Requirements
**A.** For each statement (i)–(iii), say whether it agrees with the text on citizenship. Answer yes or no, and quote the words of the text that decide it.
(i) Town or city taxes help pay for libraries.
(ii) The text compares citizenship in the United States to a two-layer cake.
(iii) The text calls serving in town elected office the most important thing of all.
**B.** Answer these questions from the text on citizenship:
(i) Who wrote "A Good Citizen"?
(ii) What does the food pantry need donations of?
(iii) For most people, which layer is the most important on a daily basis?
**C.** Please translate this sentence from the text on citizenship into Spanish: "The food pantry needs donations of time, money, and food."

Extract to read
[start]
Civics Sunday: Two Personal Views On Being a Citizen
Because the topic of the month for the Senior Writers’ Group was “What Does Being a Good Citizen Mean to You?” the HR Publishers felt these two essays not only deserved a wider audience, but also would be a great addition to our Civics Sunday column. See what you think.
A Good Citizen, by Lois Hosmer
Being a citizen means one is a member of a group with specific needs and goals. Her in the United States citizenship is like a three-layer cake; the cities and towns where we live, the states we are part of, and the federal government that oversees it all.
For most people the foundational layer is, on a daily basis, the most important. It presents endless opportunities for individual citizens to put their good intentions to work. Town or city taxes pay for the basics; policemen, firemen, schools, libraries, senior center, and much more. Possibilities for volunteering to enhance the services provided are many. A library can always use help shelving books, running a book club, or reading to children. Auxiliary police are a great help when extra support is needed. The food pantry needs donations of time, money, and food. The local senior center needs volunteers to present programs and help serve meals. Schools need volunteers in a variety of ways, from kindergarten through high school. The list of ways to contribute something of yourself to enhance town services is long and varied. Serving in town elected office presents another way. Most important of all is to vote.
[end]
Records from a data source
[start]
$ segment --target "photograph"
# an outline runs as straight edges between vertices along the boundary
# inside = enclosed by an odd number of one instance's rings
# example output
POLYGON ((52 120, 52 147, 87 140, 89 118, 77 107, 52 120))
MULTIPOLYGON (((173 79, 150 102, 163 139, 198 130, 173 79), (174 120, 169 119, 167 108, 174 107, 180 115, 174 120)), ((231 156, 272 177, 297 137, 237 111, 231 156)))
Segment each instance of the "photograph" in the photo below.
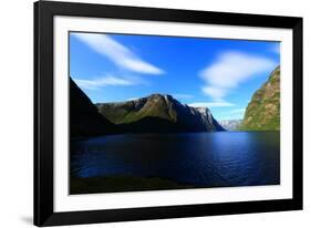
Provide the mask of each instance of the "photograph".
POLYGON ((280 185, 280 42, 69 32, 70 194, 280 185))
[end]
Outputs
**A.**
(i) Yes: "Town or city taxes pay for the basics; policemen, firemen, schools, libraries, senior center, and much more."
(ii) No: "citizenship is like a three-layer cake"
(iii) No: "Most important of all is to vote."

**B.**
(i) Lois Hosmer
(ii) Time, money, and food
(iii) The foundational layer

**C.** El banco de alimentos necesita donaciones de tiempo, dinero y alimentos.